Textauszug
———

In einer anderen, Anfang April 2014 veröffentlichen Umfrage in den USA gestanden sage und schreibe 47 Prozent der US-amerikanischen Erwachsenen, dass sie ihr Verhalten im Internet verändert haben, seitdem sie von den Programmen der National Security Agency (NSA) wissen. Sie seien seitdem vorsichtiger beim Surfen und Kommunizieren. Fast ein Viertel der Befragten misstraut neuerdings dem Instrument der E-Mail, weswegen diese Menschen E-Mail seltener und mit größerem Bedacht benutzen. Größere Nutzungsveränderungen ergaben sich auch beim Einkaufsverhalten im Netz sowie beim Online-Banking.

In letzter Zeit habe ich zweimal erlebt, dass mein Gesprächspartner den Wunsch äußerte, wir mögen unsere Unterhaltung doch im Park bei einem Spaziergang fortsetzen. Subversives befand sich beide Male nicht auf der Tagesordnung. Vielmehr war dieses Verhalten Ausdruck des Bedürfnisses, sich im Widerstand gegen eine allgegenwärtige Übermacht einer gewissen Anonymität zu vergewissern. In dem Maße, in dem Anonymität verschwindet, wird auch der Wille zur Enthüllung und Entlarvung verloren gehen. Wir müssen nicht warten, bis wir im Morgengrauen verhaftet werden, um Opfer dieses Systems zu werden.

———

Setzen Sie den Textauszug über die Folgen der NSA-Überwachung für das Verhalten der Menschen nach seinem letzten Satz fort.

Datenabschnitt
———

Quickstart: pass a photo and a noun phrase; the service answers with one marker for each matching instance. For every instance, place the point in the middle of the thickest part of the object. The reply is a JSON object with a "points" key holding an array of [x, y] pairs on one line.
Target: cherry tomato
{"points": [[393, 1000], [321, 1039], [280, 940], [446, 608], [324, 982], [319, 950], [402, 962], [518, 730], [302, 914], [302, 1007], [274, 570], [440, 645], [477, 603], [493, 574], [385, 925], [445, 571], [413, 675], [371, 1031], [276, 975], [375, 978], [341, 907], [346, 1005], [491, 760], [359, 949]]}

———

Ergebnis der Aufgabe
Dies begreifen viele alte Dissidenten oder Bürgerrechtler aus der ehemaligen DDR, aus Rumänen und Bulgarien nicht, die gelegentlich blauäugig abwiegeln: „Solange ich nicht befürchten muss, im Morgengrauen in Handschellen abgeführt zu werden …“ Wir werden erst dann zu einem größeren, existenziell notwendigen Widerstand gegen die Übergriffe auf unsere Privatsphäre in der Lage sein, wenn wir begriffen haben, dass Massenüberwachung an sich schon ein repressives Instrument ist.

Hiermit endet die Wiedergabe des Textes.